AIM OF THE TASK: Go through the lines below. Copy those with "wire".

(Photo-based referring expression data)
##############################

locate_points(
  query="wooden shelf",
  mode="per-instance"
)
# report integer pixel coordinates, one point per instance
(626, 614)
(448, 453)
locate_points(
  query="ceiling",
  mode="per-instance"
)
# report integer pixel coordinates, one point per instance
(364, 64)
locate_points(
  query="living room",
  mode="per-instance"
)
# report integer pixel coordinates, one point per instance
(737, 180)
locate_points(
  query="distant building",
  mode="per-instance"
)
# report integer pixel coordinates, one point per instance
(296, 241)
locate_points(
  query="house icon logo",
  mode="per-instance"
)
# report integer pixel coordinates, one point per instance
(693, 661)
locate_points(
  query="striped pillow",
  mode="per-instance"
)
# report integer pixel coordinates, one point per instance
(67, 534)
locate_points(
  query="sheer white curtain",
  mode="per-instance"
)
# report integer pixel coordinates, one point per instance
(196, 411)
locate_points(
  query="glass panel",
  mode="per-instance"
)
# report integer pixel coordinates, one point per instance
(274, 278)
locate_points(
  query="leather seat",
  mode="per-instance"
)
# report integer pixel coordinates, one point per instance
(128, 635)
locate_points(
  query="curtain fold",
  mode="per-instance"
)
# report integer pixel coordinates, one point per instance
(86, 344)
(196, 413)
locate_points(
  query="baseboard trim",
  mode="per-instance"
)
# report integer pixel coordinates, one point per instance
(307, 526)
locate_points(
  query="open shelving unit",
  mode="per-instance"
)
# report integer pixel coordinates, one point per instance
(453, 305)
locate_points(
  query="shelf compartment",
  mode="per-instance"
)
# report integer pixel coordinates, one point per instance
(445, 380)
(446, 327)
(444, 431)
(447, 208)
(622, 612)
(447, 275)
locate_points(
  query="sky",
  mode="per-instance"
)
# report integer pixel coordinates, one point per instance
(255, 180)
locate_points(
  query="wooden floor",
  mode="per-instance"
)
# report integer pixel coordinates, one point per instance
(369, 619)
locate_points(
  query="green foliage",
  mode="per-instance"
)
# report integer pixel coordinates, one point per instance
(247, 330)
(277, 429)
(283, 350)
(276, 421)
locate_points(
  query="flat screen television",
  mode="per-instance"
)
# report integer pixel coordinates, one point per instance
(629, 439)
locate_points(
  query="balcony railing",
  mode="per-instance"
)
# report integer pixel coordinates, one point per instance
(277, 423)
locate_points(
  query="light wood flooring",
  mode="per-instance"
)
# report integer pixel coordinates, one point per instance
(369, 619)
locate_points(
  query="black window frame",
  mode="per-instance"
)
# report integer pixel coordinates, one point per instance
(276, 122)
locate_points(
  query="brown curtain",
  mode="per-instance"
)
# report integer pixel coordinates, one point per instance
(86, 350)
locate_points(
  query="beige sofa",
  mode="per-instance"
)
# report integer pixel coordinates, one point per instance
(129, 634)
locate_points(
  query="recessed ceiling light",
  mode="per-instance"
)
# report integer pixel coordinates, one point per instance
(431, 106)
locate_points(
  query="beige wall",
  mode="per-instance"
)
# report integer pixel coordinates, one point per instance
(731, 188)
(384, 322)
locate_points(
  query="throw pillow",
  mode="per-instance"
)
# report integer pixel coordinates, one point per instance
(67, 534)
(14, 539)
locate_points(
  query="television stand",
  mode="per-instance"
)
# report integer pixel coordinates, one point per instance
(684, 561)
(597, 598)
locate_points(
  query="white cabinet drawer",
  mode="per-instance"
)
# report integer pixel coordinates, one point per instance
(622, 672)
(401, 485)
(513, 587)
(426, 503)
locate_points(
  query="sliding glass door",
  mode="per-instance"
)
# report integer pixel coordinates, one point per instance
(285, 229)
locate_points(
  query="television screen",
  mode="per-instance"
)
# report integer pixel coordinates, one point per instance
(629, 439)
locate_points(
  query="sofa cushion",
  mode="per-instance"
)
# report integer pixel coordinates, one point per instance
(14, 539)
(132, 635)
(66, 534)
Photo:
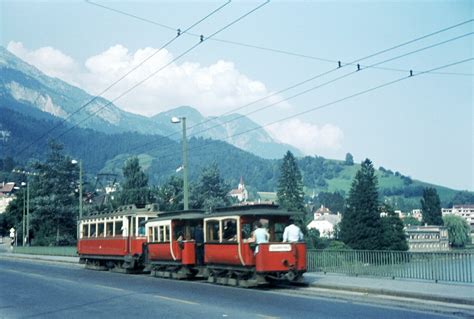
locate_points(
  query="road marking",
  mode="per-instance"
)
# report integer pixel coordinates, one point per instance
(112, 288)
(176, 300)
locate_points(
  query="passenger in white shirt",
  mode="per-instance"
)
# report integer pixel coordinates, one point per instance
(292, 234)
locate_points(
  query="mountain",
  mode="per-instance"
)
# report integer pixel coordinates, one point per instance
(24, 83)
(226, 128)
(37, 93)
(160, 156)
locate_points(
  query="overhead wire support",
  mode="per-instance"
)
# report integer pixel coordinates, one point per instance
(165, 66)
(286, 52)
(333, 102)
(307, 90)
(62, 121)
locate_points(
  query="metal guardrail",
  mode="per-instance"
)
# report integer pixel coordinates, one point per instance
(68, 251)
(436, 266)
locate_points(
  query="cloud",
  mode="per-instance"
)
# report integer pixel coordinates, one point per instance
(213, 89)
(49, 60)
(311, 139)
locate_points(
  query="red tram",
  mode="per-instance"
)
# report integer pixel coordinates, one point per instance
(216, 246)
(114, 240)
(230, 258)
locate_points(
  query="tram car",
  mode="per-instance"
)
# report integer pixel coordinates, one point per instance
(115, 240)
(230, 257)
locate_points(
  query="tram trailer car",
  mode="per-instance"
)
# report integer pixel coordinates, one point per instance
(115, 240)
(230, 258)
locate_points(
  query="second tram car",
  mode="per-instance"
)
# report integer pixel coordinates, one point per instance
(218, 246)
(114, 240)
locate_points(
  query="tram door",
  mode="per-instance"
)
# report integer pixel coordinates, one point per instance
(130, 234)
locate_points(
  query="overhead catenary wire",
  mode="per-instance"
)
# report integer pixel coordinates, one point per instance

##############################

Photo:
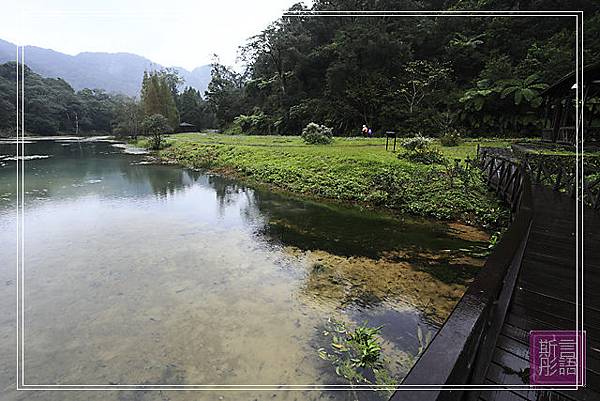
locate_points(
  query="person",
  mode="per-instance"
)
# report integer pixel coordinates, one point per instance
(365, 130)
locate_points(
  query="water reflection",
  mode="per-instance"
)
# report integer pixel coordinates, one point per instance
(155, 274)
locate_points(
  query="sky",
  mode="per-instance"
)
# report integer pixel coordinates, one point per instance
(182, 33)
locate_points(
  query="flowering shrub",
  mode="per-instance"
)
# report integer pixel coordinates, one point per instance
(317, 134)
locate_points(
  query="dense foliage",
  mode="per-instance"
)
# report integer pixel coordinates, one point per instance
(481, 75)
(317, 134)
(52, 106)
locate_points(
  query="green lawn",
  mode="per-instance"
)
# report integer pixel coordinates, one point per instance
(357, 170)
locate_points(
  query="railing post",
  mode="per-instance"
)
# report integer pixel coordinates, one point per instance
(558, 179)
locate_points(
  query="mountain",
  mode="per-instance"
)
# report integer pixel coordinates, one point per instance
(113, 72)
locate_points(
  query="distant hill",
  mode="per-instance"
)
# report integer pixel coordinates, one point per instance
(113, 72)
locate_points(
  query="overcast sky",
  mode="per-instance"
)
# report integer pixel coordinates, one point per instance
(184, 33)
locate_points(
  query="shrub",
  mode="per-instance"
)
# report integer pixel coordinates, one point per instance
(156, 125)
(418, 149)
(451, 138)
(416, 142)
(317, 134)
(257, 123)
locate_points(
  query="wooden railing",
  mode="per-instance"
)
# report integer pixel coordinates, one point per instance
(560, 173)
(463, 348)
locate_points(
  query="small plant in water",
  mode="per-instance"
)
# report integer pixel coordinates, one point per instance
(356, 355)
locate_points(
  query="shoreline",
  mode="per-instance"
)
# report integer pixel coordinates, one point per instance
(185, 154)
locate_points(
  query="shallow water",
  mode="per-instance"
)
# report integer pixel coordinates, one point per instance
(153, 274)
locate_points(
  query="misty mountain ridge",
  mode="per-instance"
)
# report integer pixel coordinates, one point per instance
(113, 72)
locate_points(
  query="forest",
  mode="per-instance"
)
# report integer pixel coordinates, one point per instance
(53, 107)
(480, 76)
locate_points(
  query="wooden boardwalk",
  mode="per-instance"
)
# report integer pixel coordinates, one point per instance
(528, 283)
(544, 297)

##############################

YOUR RESPONSE:
  query="overhead wire support",
  query="overhead catenary wire",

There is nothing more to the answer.